• Trecho:
================

O financiamento imobiliário e o mercado de imóveis “na planta” tiveram um aumento significativo nas últimas décadas em razão, entre outras, do incentivo estatal para esse tipo de aquisição, facilitando a concessão de crédito aos consumidores e benefícios às incorporadoras e construtoras.
As incorporadoras e/ou construtoras, entre outras obrigações, devem estipular data para entrega de tais imóveis aos consumidores, podendo incluir prazo de tolerância de até 180 (cento e oitenta) dias para a efetiva entrega. Contudo, tais estipulações devem ser claras, expressas e inteligíveis, para que o consumidor tenha a real expectativa de quando entrará na posse do imóvel adquirido. A Súmula 164 do Tribunal de Justiça do Estado de São Paulo já consolidava o referido entendimento do judiciário paulista desde 2016, sendo reafirmado com a edição da Tese 01, do Tema 04 do IRDR (Incidente de Resolução de Demandas Repetitivas) nº 0023203-35.2016.8.26.0000, em 31/08/2017.
Após tal data, houve a promulgação da Lei nº 13.786, em 27/12/2018, que incluiu o artigo 43-A na Lei das Incorporações Imobiliárias, na tentativa de regulamentar as penalidades para adquirente e incorporadora quando houver o atraso na entrega das obras. Por sua vez, o § 2º do referido artigo prevê que:
“§ 2º Na hipótese de a entrega do imóvel estender-se por prazo superior àquele previsto no caput deste artigo, e não se tratar de resolução do contrato, será devida ao adquirente adimplente, por ocasião da entrega da unidade, indenização de 1% (um por cento) do valor efetivamente pago à incorporadora, para cada mês de atraso, pro rata die, corrigido monetariamente conforme índice estipulado em contrato.”

================

• Dados extraídos:
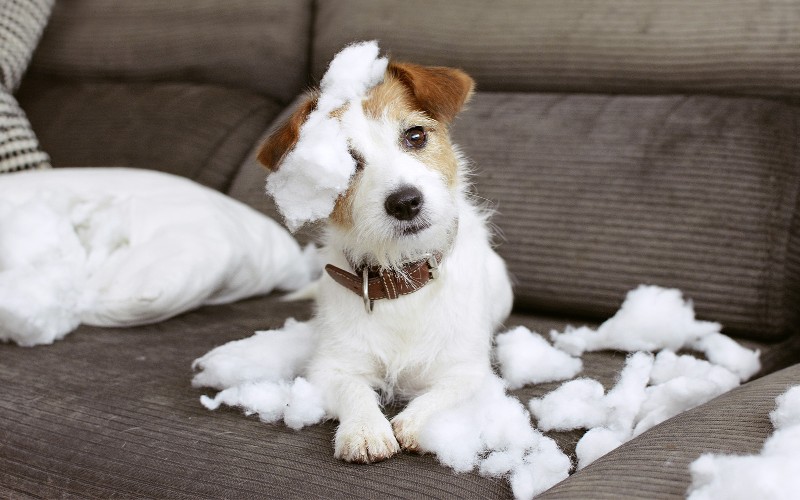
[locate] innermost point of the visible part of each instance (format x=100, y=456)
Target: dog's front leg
x=364, y=434
x=450, y=389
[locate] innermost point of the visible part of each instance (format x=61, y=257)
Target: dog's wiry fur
x=432, y=346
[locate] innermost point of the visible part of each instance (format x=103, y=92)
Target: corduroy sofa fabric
x=624, y=46
x=656, y=464
x=110, y=412
x=202, y=132
x=261, y=46
x=597, y=194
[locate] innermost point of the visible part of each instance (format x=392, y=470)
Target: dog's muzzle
x=375, y=283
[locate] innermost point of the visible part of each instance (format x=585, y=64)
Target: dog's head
x=403, y=199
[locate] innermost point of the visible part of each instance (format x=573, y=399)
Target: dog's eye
x=358, y=159
x=415, y=138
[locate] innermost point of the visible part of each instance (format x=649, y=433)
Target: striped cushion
x=622, y=46
x=258, y=45
x=597, y=194
x=21, y=25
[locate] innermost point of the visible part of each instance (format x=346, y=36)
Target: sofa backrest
x=598, y=191
x=259, y=45
x=619, y=46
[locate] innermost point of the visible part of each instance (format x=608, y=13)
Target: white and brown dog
x=413, y=290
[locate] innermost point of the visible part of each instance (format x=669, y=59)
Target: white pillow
x=120, y=247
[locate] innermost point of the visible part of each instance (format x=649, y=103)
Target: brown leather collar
x=376, y=283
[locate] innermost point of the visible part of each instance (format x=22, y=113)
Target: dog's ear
x=283, y=139
x=439, y=91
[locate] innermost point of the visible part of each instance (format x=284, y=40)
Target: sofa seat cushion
x=111, y=412
x=198, y=131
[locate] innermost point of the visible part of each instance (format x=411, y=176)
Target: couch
x=619, y=142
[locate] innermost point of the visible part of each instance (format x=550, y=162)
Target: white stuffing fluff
x=272, y=355
x=297, y=403
x=525, y=357
x=648, y=392
x=492, y=432
x=120, y=247
x=771, y=474
x=318, y=168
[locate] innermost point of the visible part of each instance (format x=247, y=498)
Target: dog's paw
x=406, y=430
x=365, y=442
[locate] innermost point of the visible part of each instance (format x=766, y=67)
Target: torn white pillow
x=121, y=247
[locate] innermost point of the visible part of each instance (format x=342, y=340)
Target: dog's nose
x=405, y=203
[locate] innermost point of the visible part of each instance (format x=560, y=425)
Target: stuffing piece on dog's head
x=375, y=158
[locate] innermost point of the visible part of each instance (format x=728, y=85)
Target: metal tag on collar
x=365, y=290
x=433, y=265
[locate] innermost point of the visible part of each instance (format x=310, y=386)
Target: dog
x=414, y=289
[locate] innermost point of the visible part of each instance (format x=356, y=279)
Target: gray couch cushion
x=199, y=131
x=110, y=412
x=656, y=464
x=748, y=46
x=597, y=194
x=260, y=45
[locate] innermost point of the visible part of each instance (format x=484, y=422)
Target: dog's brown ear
x=282, y=140
x=439, y=91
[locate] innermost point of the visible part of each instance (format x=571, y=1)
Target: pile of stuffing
x=493, y=432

================

Segundo o trecho sobre o atraso na entrega de imóveis, qual é o prazo máximo de tolerância que as incorporadoras ou construtoras podem incluir para a entrega?

• Resposta do exercício:
Até 180 (cento e oitenta) dias.